TASK REQUIREMENTS
Reproduce every entry that follows word for word, but omit the images.

Start of RECORD EXCERPTS

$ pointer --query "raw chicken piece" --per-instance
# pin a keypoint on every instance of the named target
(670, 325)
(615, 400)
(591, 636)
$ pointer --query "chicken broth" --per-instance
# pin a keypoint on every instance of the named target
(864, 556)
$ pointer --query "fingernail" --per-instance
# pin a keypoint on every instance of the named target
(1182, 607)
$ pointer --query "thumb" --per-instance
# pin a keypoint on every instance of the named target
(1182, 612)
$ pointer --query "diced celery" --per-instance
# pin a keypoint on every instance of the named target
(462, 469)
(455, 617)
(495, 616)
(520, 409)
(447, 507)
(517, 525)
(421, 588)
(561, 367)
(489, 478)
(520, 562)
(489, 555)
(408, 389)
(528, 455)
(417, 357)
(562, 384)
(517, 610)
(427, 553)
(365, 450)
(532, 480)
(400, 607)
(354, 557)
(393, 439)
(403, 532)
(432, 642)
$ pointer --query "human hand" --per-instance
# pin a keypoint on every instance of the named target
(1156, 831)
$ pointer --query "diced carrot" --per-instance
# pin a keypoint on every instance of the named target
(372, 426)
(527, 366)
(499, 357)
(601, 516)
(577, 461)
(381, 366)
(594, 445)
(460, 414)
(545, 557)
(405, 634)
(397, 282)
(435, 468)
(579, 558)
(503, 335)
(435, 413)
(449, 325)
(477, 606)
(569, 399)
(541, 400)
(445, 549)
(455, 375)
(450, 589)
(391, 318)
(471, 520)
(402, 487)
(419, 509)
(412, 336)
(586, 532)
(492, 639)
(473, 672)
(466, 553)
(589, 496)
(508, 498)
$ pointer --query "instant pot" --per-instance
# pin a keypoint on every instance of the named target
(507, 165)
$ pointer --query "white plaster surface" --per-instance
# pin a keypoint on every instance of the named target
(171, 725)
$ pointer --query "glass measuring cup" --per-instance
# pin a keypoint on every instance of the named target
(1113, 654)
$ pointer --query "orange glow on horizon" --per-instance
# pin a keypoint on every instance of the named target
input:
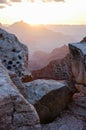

End of RECORD EXCERPTS

EXERCISE SOLUTION
$ pointer --query "raw chicken piece" --per-instance
# pin a keypoint on every instance of the named target
(670, 325)
(615, 400)
(591, 636)
$ pointer --query "chicken broth" --per-instance
# pin a keypoint on every instance of the named target
(864, 556)
$ pointer --query "fingernail" --per-instance
# pin a keypoint on every instance of the named target
(1182, 607)
$ pointer --query "thumb" --per-instance
# pin a keypoint on every instance of the named target
(1182, 612)
$ pointer --query "diced celery" --per-instance
# pin a keypoint on every instance of the named target
(462, 469)
(455, 617)
(495, 616)
(520, 409)
(447, 507)
(517, 525)
(421, 588)
(561, 367)
(489, 478)
(520, 562)
(489, 555)
(408, 389)
(528, 455)
(417, 357)
(562, 384)
(517, 610)
(427, 553)
(365, 450)
(532, 480)
(400, 607)
(354, 557)
(393, 439)
(403, 532)
(432, 642)
$ pointer --query "human hand" --per-instance
# pin a keypoint on every instance of the named target
(1156, 831)
$ pointer --query "diced carrot" --per-instance
# pin a keypoint on every instance of the named target
(372, 426)
(527, 366)
(499, 357)
(601, 516)
(577, 461)
(381, 366)
(594, 445)
(460, 414)
(545, 557)
(405, 634)
(397, 282)
(435, 468)
(579, 558)
(503, 335)
(435, 413)
(449, 325)
(477, 606)
(569, 399)
(541, 400)
(445, 549)
(455, 375)
(450, 589)
(391, 318)
(471, 520)
(402, 487)
(419, 509)
(412, 336)
(586, 532)
(492, 639)
(473, 672)
(466, 553)
(589, 496)
(508, 498)
$ pointer --query "instant pot" --per-instance
# pin a keypoint on every instance of the named target
(507, 165)
$ pointer --query "white plaster surface" --per-instance
# pin a keypoint on every instance of the named target
(171, 725)
$ pointer --query "glass measuring cup" --per-instance
# pin a keypoint on every instance of the named target
(1113, 654)
$ pointer --query "orange glow on horizon" --per-instance
# pin a keypoint on every instance of the named target
input:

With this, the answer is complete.